> **設問**
1. 本文のうち「また、2005年には東京地方」から始めて「しました。これらは価値観の革新であり、旧い思想を乗り越えることができた好例です。」までを、「東京地方裁判所」を「東京地裁」に替えて書き直しなさい。
2. 本文によると、謝長廷氏の京大講演はどの施設で行われたか。

日台関係強化への道(3) [台湾元行政院院長 謝 長廷]

台湾と日本の関係強化への道筋・進歩的な若者のカを結集

 謝長廷氏は今回の来日で日本人に何を最も訴えたかったのか──。それをよく現して
いたのは、講演草稿を準備して日本語で行った初日の京大講演だろう。それを、前々号
からご紹介している。今号が最終回である。

 因みに、この京大講演は台湾留日京都大学校友会の主催により、本会理事でもある大
田一博氏が推進役となって、12月16日、京都大学医学部創立百周年記念施設の「芝蘭会
館」で行われた。                          (編集部)


日台関係強化への道(3)─台湾と日本の関係強化への道筋・進歩的な若者のカを結集

                          台湾元行政院院長 謝 長廷

■台湾と日本の関係強化への道筋

 私はつねづね台湾と日本がお互いの関係をいかに強めるべきかについて考えてまいり
ました。関係強化のためには、いくつかの側面からアプローチする必要があると思いま
す。

 まず一つは政治的な側面です。日本は中華人民共和国と国交を結んだ際、アメリカの
ように台湾との関係を法的に保障する「台湾関係法」を制定しませんでした。そのため、
日本と台湾の政府上層部が交流しようとすると、必ず中国の抗議や干渉を招いてしまい、
したがって日本と台湾の関係は思うように前進しないのです。私といたしましては、日
本が是非とも障害を取り除き、台湾との関係発展に取り組んでいただきたいのです。

 そこで私が日本に対してお願いしたいことは、日本が一日もはやくアメリカの「台湾
関係法」に類似した法律を制定して、台湾の総統・副総統クラスが日本にもある条件や
トランジットの形で訪問できるようにすることです。それによって両国の相互往来と友
好関係がますます発展することになると思います。

 二つ目のアプローチとは、NGO・NPOの活用です。台湾と日本はアジアにおいて
NGOが発達した社会どうしであり、その活動範囲や分野も広範にわたっています。そ
のなかでも私自身が最も注目してきたことは、環境保護運動です。こちら京都はまさに
京都議定書が締結された場所であります。私は日本が京都議定書に関して主導的な役割
を果たし、台湾も京都議定書に署名・参加できる道を開いていただきたく思います。

 私が総統になった暁には、台湾が世界とともに、二酸化炭素その他の温室効果ガスの
削減に積極的に取り組んでゆきたいと思います。

 また、2005年には東京地方裁判所でハンセン病元患者に対する判決がございました。
これは日本と台湾にとって意識革新、意識維新の一つの好例だと考えます。日本と台湾
両国のNGO、市民社会が協力して、ハンセン病患者の権利を勝ち取ったからです。

 私はまた台湾行政院長(首相)を務めていた間に、「ハンセン病補償特別法」を提案
しました。これらは価値観の革新であり、旧い思想を乗り越えることができた好例です。

[領域指示データ]
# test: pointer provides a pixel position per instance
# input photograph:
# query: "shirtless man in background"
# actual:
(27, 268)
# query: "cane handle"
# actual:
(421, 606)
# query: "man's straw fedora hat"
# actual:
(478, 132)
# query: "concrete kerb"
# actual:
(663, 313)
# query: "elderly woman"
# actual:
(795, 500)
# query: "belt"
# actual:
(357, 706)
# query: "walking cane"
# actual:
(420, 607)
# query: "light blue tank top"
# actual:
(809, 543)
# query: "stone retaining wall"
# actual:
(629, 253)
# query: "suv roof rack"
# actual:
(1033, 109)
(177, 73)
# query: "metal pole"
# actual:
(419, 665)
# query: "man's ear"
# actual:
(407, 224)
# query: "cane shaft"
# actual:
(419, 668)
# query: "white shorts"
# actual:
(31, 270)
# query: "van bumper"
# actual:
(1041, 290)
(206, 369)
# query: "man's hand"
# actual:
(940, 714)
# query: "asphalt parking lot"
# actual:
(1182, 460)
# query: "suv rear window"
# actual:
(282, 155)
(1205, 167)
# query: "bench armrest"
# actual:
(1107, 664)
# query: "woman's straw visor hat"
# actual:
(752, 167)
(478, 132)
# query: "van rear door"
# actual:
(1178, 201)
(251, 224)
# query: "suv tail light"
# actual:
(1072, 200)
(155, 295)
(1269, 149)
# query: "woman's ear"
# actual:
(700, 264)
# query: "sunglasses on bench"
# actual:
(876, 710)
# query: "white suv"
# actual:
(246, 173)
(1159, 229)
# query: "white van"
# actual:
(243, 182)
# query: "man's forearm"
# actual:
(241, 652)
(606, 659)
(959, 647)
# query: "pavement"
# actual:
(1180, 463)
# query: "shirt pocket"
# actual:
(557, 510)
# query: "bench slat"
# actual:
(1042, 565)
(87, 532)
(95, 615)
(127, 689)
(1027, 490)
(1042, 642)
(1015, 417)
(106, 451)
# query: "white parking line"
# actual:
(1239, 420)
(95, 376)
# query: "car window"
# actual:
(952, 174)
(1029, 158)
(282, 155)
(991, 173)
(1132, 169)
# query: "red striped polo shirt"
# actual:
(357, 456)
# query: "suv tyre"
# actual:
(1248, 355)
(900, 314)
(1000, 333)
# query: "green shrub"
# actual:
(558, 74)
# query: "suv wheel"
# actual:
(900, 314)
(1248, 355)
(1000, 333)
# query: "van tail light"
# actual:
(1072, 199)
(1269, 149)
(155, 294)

> **解答**
1.
また、2005年には東京地裁でハンセン病元患者に対する判決がございました。
これは日本と台湾にとって意識革新、意識維新の一つの好例だと考えます。日本と台湾
両国のNGO、市民社会が協力して、ハンセン病患者の権利を勝ち取ったからです。

 私はまた台湾行政院長(首相)を務めていた間に、「ハンセン病補償特別法」を提案
しました。これらは価値観の革新であり、旧い思想を乗り越えることができた好例です。

2. 京都大学医学部創立百周年記念施設の「芝蘭会館」